(Point placement records)
>> Begin

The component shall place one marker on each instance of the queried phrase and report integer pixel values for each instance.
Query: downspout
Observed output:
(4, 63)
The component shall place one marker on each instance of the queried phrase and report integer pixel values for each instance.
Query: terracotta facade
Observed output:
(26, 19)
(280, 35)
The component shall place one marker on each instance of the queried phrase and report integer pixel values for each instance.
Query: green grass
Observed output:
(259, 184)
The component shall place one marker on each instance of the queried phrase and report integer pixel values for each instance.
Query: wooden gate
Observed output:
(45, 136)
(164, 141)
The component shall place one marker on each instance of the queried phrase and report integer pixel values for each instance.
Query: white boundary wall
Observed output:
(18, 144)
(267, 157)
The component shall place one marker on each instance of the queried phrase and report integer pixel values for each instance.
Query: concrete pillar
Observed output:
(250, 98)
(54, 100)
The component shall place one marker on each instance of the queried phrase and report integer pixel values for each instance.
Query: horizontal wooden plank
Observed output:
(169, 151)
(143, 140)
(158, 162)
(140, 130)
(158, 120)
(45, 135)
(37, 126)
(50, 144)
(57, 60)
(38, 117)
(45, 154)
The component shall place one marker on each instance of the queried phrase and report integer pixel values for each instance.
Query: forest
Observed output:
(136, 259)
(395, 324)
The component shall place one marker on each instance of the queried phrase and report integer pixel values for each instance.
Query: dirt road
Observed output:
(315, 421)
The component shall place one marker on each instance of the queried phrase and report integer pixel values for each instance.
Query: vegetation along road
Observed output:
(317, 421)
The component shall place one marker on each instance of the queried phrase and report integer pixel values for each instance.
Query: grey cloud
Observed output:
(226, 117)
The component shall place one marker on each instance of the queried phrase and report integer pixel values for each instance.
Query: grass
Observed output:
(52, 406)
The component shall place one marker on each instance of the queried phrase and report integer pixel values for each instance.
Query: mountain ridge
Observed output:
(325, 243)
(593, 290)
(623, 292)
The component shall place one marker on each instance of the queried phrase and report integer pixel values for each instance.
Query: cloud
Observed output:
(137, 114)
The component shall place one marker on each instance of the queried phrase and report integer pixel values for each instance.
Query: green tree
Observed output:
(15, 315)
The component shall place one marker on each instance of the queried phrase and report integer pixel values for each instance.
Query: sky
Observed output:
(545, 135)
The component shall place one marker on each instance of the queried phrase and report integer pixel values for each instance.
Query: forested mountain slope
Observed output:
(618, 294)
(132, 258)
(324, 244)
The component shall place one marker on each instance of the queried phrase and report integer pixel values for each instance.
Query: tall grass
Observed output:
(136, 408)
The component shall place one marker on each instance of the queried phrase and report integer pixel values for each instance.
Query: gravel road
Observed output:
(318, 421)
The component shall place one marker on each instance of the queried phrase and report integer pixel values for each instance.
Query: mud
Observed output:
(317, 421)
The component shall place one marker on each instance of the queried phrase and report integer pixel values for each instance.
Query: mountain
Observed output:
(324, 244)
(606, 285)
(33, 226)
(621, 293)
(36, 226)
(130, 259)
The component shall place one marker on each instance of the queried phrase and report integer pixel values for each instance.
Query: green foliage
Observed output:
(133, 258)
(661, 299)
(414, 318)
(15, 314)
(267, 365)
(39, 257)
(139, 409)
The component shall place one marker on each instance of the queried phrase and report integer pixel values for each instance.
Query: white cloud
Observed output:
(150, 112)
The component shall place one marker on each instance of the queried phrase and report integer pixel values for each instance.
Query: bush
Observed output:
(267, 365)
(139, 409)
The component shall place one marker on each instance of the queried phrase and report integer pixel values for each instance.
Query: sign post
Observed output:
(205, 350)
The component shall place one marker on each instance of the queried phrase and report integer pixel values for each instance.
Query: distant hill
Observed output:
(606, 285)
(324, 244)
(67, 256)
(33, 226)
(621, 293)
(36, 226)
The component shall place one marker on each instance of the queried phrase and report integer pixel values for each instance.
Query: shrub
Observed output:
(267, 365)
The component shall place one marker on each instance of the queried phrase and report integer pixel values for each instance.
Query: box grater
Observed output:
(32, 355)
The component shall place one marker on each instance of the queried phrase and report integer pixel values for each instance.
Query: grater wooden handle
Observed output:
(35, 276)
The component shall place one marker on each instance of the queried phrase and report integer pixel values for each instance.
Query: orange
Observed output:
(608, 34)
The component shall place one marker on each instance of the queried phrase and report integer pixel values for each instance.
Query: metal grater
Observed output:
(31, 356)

>> End

Return all of the entries word for word.

The component shall place one marker on each instance of the queried phrase and report integer pixel values for each instance.
Query: downspout
Observed output:
(4, 63)
The component shall place one marker on each instance of the queried phrase and report integer pixel values for each instance.
Query: terracotta facade
Observed output:
(26, 19)
(280, 35)
The component shall place one marker on each instance of the queried phrase and report integer pixel values for each instance.
Query: green grass
Observed output:
(259, 184)
The component shall place one marker on each instance of the queried phrase and report integer pixel values for each instance.
Query: wooden gate
Observed output:
(45, 136)
(164, 141)
The component shall place one marker on each instance of the queried phrase and report integer pixel values for each instance.
Query: white boundary wall
Observed output:
(18, 144)
(267, 157)
The component shall place one marker on each instance of the queried phrase and report integer pixel values for each instance.
Query: concrete pillar
Observed output:
(250, 98)
(54, 100)
The component shall place one marker on each instance of the queried phrase and report integer pixel values for each instance.
Query: horizontal wooden plank
Observed output:
(169, 151)
(143, 140)
(158, 162)
(140, 130)
(158, 120)
(45, 135)
(37, 126)
(50, 144)
(57, 60)
(38, 117)
(45, 154)
The component shall place one marker on each instance of the queried phrase and report integer pixel values for each instance.
Query: forest
Observed output:
(136, 259)
(395, 324)
The component shall place one marker on each instance of the queried phrase and report integer pixel values for each instance.
Query: dirt road
Observed output:
(315, 421)
The component shall place one marker on each instance of the queried phrase and report integer pixel values for each instance.
Query: vegetation along road
Observed output:
(317, 421)
The component shall place one marker on each instance of the queried phrase and report integer pixel values for each instance.
Query: grey cloud
Observed output:
(226, 117)
The component shall place one marker on each instance of the queried phrase and report integer pixel values for each instance.
Query: grass
Observed output:
(52, 406)
The component shall place one marker on each instance of the queried phrase and report integer pixel values for each instance.
Query: mountain ridge
Observed output:
(325, 243)
(593, 290)
(623, 292)
The component shall place one marker on each instance of the queried phrase and report integer pixel values for each instance.
Query: cloud
Observed output:
(137, 114)
The component shall place one marker on each instance of the queried phrase and report integer pixel values for each instance.
Query: green tree
Observed output:
(15, 315)
The component shall place one marker on each instance of the queried phrase and report integer pixel values for each instance.
Query: sky
Observed output:
(545, 135)
The component shall place one marker on each instance of the queried phrase and report integer pixel values for each instance.
Query: forested mountain slope
Observed output:
(618, 294)
(132, 258)
(324, 244)
The component shall place one marker on each instance of the queried phrase and report integer pixel values for each instance.
Query: tall grass
Observed output:
(136, 408)
The component shall place one marker on each instance of the queried phrase and report integer pixel values for each instance.
Query: gravel road
Observed output:
(318, 421)
The component shall place one marker on each instance of the queried phrase and report integer pixel values for each instance.
Query: mud
Observed output:
(317, 421)
The component shall place one marker on each instance of the queried phrase and report integer pixel values for each instance.
Query: mountain
Observed output:
(324, 244)
(606, 285)
(33, 226)
(621, 293)
(36, 226)
(130, 259)
The component shall place one marker on each instance of the queried phrase and report integer pixel values for each instance.
Query: green foliage
Observed output:
(133, 258)
(661, 299)
(414, 318)
(15, 314)
(267, 365)
(39, 257)
(139, 409)
The component shall place one marker on each instance of the queried phrase and report integer pixel values for each instance.
Query: white cloud
Observed output:
(150, 112)
The component shall place one marker on each instance of the queried phrase and report integer pixel values for each instance.
Query: bush
Observed output:
(267, 365)
(139, 409)
The component shall place one marker on each instance of the queried phrase and report integer pixel values for each instance.
Query: sign post
Observed output:
(205, 350)
The component shall place one marker on each instance of the queried phrase and report integer pixel values for each instance.
Query: distant hill
Observed output:
(606, 285)
(324, 244)
(67, 256)
(33, 226)
(621, 293)
(36, 226)
The component shall place one marker on each instance of the queried phrase and report integer pixel values for each instance.
Query: shrub
Observed output:
(267, 365)
The component shall place one marker on each instance of the queried phrase and report integer pixel values for each instance.
Query: box grater
Observed output:
(32, 355)
The component shall place one marker on each instance of the queried phrase and report integer pixel values for each instance.
Query: grater wooden handle
Observed output:
(35, 276)
The component shall place one marker on each instance of the queried phrase and report integer pixel values for each instance.
Query: orange
Observed output:
(608, 34)
The component shall place one marker on each instance of the queried phrase and report integer pixel values for each instance.
Query: metal grater
Observed output:
(31, 356)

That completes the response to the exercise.